**Requirement:**
Reproduce every line of the listing below as a numbered list, leaving out any blank lines.
· · · · ·
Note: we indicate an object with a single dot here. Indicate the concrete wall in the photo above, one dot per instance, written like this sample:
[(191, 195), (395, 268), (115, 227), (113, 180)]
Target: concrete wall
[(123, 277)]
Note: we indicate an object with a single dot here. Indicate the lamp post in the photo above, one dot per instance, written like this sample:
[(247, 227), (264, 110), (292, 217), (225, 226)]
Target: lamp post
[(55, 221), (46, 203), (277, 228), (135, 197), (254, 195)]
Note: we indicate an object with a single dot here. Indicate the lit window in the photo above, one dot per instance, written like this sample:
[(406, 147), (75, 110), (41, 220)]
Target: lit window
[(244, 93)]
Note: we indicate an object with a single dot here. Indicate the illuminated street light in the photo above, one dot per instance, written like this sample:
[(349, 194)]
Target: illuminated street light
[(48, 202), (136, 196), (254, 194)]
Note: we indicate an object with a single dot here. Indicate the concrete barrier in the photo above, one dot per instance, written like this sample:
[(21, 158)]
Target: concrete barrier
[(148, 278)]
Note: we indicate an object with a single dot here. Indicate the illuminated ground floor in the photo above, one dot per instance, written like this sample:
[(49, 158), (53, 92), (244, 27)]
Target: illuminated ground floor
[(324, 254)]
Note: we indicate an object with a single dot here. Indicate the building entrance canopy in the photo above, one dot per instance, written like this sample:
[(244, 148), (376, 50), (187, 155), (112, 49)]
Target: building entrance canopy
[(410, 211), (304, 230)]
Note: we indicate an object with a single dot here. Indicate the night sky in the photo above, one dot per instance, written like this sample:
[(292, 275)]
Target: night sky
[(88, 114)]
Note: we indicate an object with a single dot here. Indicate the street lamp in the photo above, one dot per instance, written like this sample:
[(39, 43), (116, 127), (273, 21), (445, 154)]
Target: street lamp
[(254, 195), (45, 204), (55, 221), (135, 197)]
· · · · ·
**Task result:**
1. Note: we indicate an object with a single dot here. Indicate the concrete wall in the photo above, one dot per instance, written like this sample:
2. [(191, 195), (395, 268), (115, 227), (113, 180)]
3. Target: concrete wall
4. [(123, 277)]
5. Note: we indicate an object with a single dot here. Indicate the lamp post in the photo above, one dot per instance, written like this sample:
6. [(247, 227), (264, 110), (292, 217), (225, 226)]
7. Target: lamp post
8. [(55, 221), (46, 203), (277, 228), (135, 197), (254, 195)]
9. Note: we indicate an object with a single dot here. Indicate the lit window in the photo above, one dot per instance, written like this sample:
10. [(406, 147), (75, 110), (41, 220)]
11. Target: lit window
12. [(244, 93)]
13. Note: we indicate an object with a single dot here. Indicate the illuminated street light in the photo above, one dot per instance, written like this sample:
14. [(349, 194)]
15. Target: illuminated street light
16. [(48, 202), (136, 196), (254, 194)]
17. Note: we indicate an object with a single dot here. Indicate the concrete barrier in the photo above, one dot per instance, written like this sample:
18. [(21, 158)]
19. Target: concrete barrier
20. [(148, 278)]
21. Note: we indicate an object with a single dot here. Indicate the illuminated ground floor in the photo above, one dot per instance, written like this sample:
22. [(49, 158), (53, 92), (244, 27)]
23. Target: illuminated ground floor
24. [(324, 254)]
25. Note: we indicate an object with a single dot here. Indicate the building entrance canopy in the photo above, one dot per instance, written like this sample:
26. [(244, 148), (376, 50), (187, 155), (112, 49)]
27. Target: building entrance canopy
28. [(410, 211), (304, 230)]
29. Note: we indicate an object with a single dot here. Indicate the night sky in the photo above, one dot per instance, written like this sample:
30. [(292, 275)]
31. Target: night sky
32. [(88, 114)]
33. Note: we indicate an object with a single dot here. Indicate the street lamp in the photo above, one dot per instance, written like this sample:
34. [(39, 43), (116, 127), (273, 21), (445, 154)]
35. Target: street lamp
36. [(254, 195), (45, 204), (55, 221), (135, 197)]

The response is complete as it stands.